--- start ---

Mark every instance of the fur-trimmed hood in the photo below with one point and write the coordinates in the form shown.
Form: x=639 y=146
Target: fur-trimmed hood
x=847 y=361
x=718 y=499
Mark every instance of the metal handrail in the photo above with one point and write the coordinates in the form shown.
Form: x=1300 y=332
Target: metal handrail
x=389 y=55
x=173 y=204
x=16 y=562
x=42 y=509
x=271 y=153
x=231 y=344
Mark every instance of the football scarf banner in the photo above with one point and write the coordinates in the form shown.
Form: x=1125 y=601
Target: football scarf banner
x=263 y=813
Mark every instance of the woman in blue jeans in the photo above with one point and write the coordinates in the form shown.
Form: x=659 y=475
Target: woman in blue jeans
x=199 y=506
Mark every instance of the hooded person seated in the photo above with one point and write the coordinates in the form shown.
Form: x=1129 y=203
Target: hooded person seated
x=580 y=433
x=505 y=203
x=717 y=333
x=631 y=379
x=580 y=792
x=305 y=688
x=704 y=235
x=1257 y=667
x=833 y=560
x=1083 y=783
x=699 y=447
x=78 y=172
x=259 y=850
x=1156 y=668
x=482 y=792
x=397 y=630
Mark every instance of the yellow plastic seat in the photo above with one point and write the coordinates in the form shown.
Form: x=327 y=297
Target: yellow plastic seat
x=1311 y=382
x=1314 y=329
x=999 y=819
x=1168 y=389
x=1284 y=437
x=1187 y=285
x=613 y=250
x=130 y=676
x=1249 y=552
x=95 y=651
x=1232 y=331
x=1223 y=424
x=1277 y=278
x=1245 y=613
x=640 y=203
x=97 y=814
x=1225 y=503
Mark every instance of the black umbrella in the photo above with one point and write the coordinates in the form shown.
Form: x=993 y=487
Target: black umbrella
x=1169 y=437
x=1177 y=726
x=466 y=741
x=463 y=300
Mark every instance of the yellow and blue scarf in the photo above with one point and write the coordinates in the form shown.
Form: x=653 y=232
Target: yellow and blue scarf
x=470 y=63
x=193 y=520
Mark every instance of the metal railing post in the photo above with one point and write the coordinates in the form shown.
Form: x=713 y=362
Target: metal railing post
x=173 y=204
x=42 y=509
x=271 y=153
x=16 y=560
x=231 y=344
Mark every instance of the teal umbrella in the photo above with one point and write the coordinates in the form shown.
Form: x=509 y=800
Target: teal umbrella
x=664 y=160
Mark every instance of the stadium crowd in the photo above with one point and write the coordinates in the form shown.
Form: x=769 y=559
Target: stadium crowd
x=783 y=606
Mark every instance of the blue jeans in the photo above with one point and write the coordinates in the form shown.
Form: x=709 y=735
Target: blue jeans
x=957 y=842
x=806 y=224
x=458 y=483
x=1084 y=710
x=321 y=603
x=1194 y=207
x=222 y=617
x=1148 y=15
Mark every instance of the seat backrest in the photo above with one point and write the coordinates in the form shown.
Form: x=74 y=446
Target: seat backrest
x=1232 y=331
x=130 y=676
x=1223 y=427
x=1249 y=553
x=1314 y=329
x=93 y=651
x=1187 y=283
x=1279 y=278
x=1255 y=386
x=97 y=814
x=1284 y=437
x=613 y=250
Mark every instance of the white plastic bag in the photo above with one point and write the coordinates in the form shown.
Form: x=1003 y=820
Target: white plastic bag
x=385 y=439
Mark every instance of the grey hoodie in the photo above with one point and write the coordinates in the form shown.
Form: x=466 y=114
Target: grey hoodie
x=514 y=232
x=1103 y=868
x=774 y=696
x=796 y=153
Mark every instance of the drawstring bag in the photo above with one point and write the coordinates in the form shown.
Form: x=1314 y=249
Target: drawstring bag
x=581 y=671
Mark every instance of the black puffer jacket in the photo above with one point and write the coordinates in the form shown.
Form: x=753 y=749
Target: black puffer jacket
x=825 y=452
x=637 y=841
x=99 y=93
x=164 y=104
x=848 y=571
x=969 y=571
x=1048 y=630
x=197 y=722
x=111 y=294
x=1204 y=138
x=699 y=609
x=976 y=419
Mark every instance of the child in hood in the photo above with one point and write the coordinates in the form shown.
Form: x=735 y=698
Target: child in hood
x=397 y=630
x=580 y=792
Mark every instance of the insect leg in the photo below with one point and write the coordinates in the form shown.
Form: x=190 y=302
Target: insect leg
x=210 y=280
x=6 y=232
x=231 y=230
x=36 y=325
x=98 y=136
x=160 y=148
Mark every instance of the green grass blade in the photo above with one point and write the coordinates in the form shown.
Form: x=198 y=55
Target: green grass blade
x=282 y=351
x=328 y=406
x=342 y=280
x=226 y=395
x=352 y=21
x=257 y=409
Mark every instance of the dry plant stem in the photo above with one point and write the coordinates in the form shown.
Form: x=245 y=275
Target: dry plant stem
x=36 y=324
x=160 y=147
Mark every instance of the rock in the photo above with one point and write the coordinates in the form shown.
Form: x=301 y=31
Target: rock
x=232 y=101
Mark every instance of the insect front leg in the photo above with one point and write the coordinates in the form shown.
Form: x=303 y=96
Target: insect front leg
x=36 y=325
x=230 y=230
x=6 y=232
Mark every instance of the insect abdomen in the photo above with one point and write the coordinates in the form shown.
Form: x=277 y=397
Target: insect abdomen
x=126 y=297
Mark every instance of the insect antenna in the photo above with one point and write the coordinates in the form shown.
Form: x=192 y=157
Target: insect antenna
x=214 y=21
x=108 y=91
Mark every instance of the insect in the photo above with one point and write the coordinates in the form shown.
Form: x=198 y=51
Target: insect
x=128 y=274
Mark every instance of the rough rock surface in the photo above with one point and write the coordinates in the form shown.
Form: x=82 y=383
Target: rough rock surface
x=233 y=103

--- end ---

• _Given problem_:
Quote the records above word for word, from the line containing "Mark every instance of the grey" to the line containing "x=581 y=671", including both of those lines.

• _Result of the task_:
Mark every instance of the grey hoodie in the photo above with one point and write the coordinates in the form shown.
Form: x=466 y=114
Target: grey hoodie
x=514 y=232
x=1103 y=868
x=774 y=696
x=796 y=153
Mark every instance of the drawstring bag in the photo above with one point and write the coordinates in the form shown.
Form: x=1314 y=249
Target: drawstring bag
x=581 y=671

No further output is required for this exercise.